Input records:

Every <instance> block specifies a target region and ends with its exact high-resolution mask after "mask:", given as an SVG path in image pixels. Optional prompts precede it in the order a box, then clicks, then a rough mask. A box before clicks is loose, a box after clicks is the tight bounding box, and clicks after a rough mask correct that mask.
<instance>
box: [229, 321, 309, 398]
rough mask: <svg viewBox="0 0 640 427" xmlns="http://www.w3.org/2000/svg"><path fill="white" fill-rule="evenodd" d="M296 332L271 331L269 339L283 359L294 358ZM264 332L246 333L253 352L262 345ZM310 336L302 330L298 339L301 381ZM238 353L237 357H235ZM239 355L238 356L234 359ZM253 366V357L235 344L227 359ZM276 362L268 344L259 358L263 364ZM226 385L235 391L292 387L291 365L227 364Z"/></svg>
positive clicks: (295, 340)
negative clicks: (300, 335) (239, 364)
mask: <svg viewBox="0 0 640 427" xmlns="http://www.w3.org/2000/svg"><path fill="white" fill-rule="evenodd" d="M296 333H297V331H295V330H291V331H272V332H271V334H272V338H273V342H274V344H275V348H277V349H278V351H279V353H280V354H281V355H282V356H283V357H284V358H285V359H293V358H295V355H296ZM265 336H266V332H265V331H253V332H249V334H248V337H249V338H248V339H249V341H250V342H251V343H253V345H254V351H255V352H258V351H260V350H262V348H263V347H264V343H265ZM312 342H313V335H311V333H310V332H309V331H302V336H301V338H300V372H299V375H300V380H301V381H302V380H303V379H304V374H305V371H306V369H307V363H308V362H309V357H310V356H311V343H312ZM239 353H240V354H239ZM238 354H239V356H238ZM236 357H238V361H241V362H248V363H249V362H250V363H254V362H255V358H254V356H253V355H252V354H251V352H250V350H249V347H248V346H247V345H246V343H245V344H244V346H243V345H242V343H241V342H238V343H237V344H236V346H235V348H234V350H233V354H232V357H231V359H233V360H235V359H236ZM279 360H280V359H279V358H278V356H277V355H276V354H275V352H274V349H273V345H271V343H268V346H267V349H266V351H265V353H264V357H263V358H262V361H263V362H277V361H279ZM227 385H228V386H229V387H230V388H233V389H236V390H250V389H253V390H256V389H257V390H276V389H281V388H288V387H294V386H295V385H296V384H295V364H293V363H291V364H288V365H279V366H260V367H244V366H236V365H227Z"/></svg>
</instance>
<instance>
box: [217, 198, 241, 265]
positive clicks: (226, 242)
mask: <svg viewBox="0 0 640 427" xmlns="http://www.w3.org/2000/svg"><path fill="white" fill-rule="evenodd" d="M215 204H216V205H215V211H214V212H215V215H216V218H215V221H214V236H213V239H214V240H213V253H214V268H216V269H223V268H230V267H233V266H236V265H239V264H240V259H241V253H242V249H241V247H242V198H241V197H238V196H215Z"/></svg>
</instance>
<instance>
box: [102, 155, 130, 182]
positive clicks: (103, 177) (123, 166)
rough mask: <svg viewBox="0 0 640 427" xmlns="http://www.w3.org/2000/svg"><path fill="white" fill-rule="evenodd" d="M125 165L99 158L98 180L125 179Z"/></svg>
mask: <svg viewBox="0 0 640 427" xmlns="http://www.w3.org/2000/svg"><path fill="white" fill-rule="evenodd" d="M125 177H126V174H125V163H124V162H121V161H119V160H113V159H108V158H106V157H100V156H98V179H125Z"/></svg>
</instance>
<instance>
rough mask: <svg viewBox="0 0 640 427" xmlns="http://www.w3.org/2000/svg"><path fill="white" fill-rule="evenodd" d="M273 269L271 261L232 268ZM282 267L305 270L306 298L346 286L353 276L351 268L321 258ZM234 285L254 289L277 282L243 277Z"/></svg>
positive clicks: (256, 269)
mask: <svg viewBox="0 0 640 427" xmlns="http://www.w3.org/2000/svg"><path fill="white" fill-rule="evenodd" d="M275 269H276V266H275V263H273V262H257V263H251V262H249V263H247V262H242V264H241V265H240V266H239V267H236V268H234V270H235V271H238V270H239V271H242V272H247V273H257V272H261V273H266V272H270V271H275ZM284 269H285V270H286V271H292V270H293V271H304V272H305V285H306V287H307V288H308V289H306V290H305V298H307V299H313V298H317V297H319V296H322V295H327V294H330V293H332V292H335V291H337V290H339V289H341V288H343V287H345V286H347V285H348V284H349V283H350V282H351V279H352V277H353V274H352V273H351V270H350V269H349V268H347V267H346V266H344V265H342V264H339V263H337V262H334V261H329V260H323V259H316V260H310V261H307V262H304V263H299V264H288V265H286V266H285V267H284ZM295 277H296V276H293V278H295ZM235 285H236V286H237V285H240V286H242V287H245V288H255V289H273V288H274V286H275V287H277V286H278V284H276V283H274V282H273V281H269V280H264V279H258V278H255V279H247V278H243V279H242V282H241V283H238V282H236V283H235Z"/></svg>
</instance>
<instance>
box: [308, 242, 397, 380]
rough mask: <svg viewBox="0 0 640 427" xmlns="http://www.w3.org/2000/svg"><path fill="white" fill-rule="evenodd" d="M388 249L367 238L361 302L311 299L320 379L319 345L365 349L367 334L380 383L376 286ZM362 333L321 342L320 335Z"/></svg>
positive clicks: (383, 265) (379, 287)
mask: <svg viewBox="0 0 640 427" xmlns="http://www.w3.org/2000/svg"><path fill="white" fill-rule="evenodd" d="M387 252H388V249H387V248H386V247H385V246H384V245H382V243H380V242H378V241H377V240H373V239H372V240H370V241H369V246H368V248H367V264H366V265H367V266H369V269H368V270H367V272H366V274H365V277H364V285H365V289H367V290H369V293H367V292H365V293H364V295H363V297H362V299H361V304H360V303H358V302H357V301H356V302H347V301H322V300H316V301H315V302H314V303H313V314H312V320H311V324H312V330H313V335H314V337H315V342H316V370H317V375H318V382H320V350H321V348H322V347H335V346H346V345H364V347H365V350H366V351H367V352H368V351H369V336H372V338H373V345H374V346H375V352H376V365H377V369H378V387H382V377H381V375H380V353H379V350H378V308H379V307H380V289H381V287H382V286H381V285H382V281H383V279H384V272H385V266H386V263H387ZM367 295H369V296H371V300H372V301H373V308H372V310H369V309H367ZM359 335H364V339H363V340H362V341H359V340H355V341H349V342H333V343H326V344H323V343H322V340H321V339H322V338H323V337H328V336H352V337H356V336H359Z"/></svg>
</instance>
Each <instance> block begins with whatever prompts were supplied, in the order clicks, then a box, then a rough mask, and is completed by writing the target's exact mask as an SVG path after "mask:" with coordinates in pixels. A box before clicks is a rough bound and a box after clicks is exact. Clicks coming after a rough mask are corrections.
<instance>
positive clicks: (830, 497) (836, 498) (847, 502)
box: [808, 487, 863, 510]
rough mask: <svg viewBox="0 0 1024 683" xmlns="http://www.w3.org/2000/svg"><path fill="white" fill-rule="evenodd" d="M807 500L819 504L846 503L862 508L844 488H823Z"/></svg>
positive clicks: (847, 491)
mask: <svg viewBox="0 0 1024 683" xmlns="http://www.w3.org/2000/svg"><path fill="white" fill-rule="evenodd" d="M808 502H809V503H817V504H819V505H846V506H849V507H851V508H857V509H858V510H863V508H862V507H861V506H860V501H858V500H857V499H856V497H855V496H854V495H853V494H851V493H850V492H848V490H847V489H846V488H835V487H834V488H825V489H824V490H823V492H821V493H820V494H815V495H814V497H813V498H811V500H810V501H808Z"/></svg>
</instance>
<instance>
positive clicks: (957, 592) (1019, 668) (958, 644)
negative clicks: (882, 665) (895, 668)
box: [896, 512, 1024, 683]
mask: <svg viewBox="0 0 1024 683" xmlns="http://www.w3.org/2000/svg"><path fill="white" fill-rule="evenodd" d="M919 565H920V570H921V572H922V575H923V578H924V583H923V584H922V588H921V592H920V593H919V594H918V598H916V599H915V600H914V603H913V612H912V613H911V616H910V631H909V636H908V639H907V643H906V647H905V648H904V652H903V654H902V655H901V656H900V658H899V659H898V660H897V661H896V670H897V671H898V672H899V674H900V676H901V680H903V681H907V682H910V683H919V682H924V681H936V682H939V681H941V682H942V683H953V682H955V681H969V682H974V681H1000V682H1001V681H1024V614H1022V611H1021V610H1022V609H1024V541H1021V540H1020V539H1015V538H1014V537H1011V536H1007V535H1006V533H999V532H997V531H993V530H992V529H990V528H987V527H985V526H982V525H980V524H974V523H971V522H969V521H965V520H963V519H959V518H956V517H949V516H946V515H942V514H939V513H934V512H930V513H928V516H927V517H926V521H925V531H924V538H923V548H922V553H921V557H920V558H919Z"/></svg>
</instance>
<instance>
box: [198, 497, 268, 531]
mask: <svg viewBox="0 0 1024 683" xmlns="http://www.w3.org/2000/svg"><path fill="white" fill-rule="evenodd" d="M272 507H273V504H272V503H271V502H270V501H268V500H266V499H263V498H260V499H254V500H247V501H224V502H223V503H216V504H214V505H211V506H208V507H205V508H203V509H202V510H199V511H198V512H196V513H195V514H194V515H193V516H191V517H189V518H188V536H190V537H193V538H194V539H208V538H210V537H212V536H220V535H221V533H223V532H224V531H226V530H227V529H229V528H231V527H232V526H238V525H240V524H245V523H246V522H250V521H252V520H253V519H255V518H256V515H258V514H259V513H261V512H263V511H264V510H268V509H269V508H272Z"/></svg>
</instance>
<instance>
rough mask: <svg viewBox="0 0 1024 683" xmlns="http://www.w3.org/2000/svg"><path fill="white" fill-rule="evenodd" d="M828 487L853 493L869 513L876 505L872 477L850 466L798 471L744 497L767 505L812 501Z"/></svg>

Exercise: Copy the data from the line with "500L819 504L846 503L862" to the line with "positive clicks: (847, 491)", switching "positive clicks" to "foreground clicks" and keeping everything else unchanged.

Written solution:
rough mask: <svg viewBox="0 0 1024 683" xmlns="http://www.w3.org/2000/svg"><path fill="white" fill-rule="evenodd" d="M807 500L819 504L846 503L862 508L844 488H823Z"/></svg>
foreground clicks: (847, 491)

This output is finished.